▸ **Passage provided**
Go-live: means the date on which the Software, with the exception of the Premium Modules, is officially put into use by the Client. When the scheduled training sessions have ended for more than four (4) weeks DATALINE may logically assume that the Customer has actively put the Software into use and there is Go-live.
Manual: the Manual is constituted by (i) the notes of the Customer who is himself responsible to note down during training sessions what is important to him and (ii) the decisions and choices made by the Customer during the training process and (iii) the basic manual made available by DATALINE in the Software itself.
Initial Term: the minimum 36-month term to which the Customer commits.
Installation: the (remote) initial preparation for use of the Software and any subsequent updates on the Customer's Equipment or in the cloud including a temporary Activation, but excluding the loading of data files and parameterization of the Software.
Implementation: consists, on the one hand, of Software training (i.e. structured method of knowledge transfer and exercises) and, on the other hand, Customer-specific work and guidance instructions (a.o. refining the Parameterization of the Software (as far as possible) and possibly searching for alternative solution models) and all this with the objective of achieving the Go-live as soon as possible.
Customer: the physical or legal person who concludes an agreement with DATALINE regarding the granting of a user license (licensee) on the Software, with the associated Installation, training and service agreements, or any other legal act.

▸ **Given information**

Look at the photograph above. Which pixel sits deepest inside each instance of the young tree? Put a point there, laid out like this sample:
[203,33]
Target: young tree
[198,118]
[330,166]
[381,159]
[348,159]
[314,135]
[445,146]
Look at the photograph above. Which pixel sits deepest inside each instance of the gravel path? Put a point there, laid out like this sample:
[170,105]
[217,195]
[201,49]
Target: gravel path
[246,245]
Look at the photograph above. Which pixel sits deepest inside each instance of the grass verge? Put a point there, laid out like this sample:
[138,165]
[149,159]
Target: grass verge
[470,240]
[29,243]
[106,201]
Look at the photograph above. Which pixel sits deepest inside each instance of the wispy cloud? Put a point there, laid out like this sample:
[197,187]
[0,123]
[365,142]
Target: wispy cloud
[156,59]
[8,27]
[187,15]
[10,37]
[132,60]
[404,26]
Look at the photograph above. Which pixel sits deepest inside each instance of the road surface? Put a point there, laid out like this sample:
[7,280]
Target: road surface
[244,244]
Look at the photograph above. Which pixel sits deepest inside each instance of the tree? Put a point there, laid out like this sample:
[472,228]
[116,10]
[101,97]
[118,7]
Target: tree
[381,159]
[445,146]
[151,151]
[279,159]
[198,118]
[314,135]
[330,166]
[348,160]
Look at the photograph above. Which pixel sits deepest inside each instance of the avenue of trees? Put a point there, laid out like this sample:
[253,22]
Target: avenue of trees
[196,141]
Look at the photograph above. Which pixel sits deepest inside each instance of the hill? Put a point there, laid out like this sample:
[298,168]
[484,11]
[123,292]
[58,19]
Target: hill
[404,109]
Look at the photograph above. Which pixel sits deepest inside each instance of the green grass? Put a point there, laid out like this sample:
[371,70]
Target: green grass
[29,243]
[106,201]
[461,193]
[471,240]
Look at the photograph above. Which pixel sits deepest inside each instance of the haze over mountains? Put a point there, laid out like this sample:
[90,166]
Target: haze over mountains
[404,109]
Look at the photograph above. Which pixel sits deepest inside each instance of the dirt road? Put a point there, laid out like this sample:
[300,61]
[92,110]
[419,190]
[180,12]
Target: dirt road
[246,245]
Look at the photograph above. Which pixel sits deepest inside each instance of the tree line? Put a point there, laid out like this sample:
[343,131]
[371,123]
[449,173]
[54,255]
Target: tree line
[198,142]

▸ **Work instructions**
(1) From the software license definitions, return the part that opens with the words containing "Go-live: means the" and closes with "the Software itself.".
(2) Take the software license definitions further, picking up after the final definition shown.
The records stand apart from the software license definitions and are separate material.

▸ **Responses per task**
(1)
Go-live: means the date on which the Software, with the exception of the Premium Modules, is officially put into use by the Client. When the scheduled training sessions have ended for more than four (4) weeks DATALINE may logically assume that the Customer has actively put the Software into use and there is Go-live.
Manual: the Manual is constituted by (i) the notes of the Customer who is himself responsible to note down during training sessions what is important to him and (ii) the decisions and choices made by the Customer during the training process and (iii) the basic manual made available by DATALINE in the Software itself.

(2)
Customer Support: the provision of information to the Customer during DATALINE's service hours by telephone https://www.dataline.eu/en/about-us/contact, via helpdesk tickets or by e-mail for the purpose of solving reported usage and/or technical problems.
Maintenance (software development): the provision to the Customer of a modified version of the Software in which, in addition to any corrections of known errors, the existing operation and functionality of the Software was improved and, if necessary, new functions were added.
Agreement: the contract established by DATALINE's acceptance of a quotation or order confirmed by the Customer (via mail, website or online portal) to provide Software to the Customer and/or to realize a Project, the Agreement being based on and subject to the Contractual Terms.
Parameterization: parameterization of the Software consists of defining the Customer's production machines (among other settings, capabilities, speeds, formats,...), employees, customer bases and any other possible company-specific data of the Customer, which can be entered into the Software. This is not about modifying the Software but setting up the Software. If this was not explicitly mentioned on the agreement, the parameterization of the Software is the task and responsibility of the Client.
Premium Modules: are modules in the Software that on the one hand ensure connectivity between Software of Dataline and Software of external suppliers (API, JDF, Transport links, ....) and on the other hand modules in the Software of Dataline that can only visualize relevant information at least 6 months after the Go-live.
Software: the standardized application software with its purchased modules, licenses and upgrades.
Project: the standardized approach to automating administrative processes at the Customer. A Project may consist of one or more successive phases which in turn may consist of a component standard Software (license, modules, etc.), implementation support, training and personalized support.
Service Contract: means Customer support, upgrades and new releases of the Software so that the Client can use the Software in the best possible way. The Software cannot be used by the Customer without a valid and paid Service Contract. The modalities of the Service Contract are described in the Service Contract Agreement, SLA Agreement for short. The Customer confirms that he has received, read, understood and accepted the modalities of the SLA Agreement.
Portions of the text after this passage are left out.